*Reading text:*
American baseball player

Chris Duffy (born December 17, 1987) is a former professional baseball player.

==College career==
Duffy was drafted out of Cypress Creek High School by the Chicago White Sox in the 9th round of the 2006 Major League Baseball draft but elected to attend the University of Central Florida, where he played outfield for the Central Florida Knights baseball team from 2007-2010. His parents suggested he attend college to mature.

Duffy was a starter through his career with the Knights but had his breakout season as a senior, hitting .447 with 21 home runs and 81 runs batted in. He was named a finalist for the Golden Spikes Award and earned first-team All-American honors.

Duffy currently holds the C-USA record for batting average (.447) and slugging percentage (.850).

==Professional career==
Duffy was drafted by the Philadelphia Phillies in the 26th round of the 2010 Major League Baseball draft. He spent the rest of the 2010 and the entire 2011 season with the GCL Phillies before splitting the 2012 season between the Lakewood BlueClaws and Clearwater Threshers.

In April 2013, Duffy signed with the Camden Riversharks.

Duffy ended up spending the year with the New Jersey Jackals of the Can-Am League. where he hit .293 with 13 homers and 63 RBI, and was named to the league's All Star team.

*Entries supplied:*
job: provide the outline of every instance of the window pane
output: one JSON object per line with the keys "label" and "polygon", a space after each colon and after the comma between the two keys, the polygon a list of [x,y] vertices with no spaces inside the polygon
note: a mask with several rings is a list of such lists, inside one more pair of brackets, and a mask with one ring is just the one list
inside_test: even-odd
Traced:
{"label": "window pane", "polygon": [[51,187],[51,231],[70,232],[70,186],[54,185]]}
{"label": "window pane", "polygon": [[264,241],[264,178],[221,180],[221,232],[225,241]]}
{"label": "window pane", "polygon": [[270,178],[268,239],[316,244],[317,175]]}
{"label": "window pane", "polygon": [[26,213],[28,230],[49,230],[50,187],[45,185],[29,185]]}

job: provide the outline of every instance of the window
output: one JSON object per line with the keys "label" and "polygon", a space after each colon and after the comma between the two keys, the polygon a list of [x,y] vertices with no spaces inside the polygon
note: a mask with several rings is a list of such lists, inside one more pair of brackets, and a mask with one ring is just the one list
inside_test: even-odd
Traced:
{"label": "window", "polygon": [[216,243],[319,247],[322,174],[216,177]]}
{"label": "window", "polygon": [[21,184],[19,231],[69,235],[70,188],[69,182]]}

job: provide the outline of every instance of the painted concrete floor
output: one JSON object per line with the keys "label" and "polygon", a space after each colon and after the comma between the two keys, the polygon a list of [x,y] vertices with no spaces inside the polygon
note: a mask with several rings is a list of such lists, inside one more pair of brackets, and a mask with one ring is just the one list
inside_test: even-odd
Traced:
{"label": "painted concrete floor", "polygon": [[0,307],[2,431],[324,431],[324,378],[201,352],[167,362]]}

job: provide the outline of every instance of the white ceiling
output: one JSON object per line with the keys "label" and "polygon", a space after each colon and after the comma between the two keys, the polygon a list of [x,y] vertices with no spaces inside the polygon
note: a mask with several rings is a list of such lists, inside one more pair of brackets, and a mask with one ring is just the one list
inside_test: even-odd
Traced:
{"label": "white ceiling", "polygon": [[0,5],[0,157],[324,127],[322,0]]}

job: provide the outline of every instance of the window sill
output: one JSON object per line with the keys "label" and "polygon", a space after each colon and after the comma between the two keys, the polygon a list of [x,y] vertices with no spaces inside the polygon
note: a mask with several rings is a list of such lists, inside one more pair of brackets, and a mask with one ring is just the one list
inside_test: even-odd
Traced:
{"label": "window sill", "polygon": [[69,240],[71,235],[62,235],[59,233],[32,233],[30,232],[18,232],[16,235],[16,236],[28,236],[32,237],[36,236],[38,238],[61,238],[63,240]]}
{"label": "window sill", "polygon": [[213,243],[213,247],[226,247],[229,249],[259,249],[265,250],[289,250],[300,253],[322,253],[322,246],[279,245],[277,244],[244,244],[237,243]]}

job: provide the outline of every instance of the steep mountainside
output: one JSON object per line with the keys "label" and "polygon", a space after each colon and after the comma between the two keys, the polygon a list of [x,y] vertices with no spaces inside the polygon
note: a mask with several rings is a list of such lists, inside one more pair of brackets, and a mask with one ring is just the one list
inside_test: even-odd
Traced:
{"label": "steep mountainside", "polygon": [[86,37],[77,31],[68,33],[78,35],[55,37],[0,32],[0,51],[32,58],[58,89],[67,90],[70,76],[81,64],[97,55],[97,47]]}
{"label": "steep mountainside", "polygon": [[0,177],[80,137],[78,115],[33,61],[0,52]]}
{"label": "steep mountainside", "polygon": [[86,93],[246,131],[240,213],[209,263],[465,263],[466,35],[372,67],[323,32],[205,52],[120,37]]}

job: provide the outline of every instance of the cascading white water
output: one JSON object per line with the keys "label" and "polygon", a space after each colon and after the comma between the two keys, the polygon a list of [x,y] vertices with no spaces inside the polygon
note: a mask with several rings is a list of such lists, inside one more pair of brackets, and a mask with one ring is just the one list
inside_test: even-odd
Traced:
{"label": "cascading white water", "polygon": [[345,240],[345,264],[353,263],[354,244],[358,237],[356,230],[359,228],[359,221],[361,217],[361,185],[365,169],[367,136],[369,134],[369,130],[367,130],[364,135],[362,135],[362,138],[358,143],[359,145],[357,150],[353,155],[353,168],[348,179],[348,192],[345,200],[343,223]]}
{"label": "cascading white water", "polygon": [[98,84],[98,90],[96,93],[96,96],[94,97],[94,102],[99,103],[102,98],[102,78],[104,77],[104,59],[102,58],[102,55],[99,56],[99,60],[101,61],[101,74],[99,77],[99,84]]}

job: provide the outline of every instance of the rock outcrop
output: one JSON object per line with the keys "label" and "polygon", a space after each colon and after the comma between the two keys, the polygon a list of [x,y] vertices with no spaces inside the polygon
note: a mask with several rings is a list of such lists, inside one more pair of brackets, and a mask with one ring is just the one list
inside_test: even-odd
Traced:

*Aim of the task:*
Revise the Chris Duffy text from "American baseball player" up to and including "college to mature.", putting "shortstop" in place of "outfield".

*Solution below:*
American baseball player

Chris Duffy (born December 17, 1987) is a former professional baseball player.

==College career==
Duffy was drafted out of Cypress Creek High School by the Chicago White Sox in the 9th round of the 2006 Major League Baseball draft but elected to attend the University of Central Florida, where he played shortstop for the Central Florida Knights baseball team from 2007-2010. His parents suggested he attend college to mature.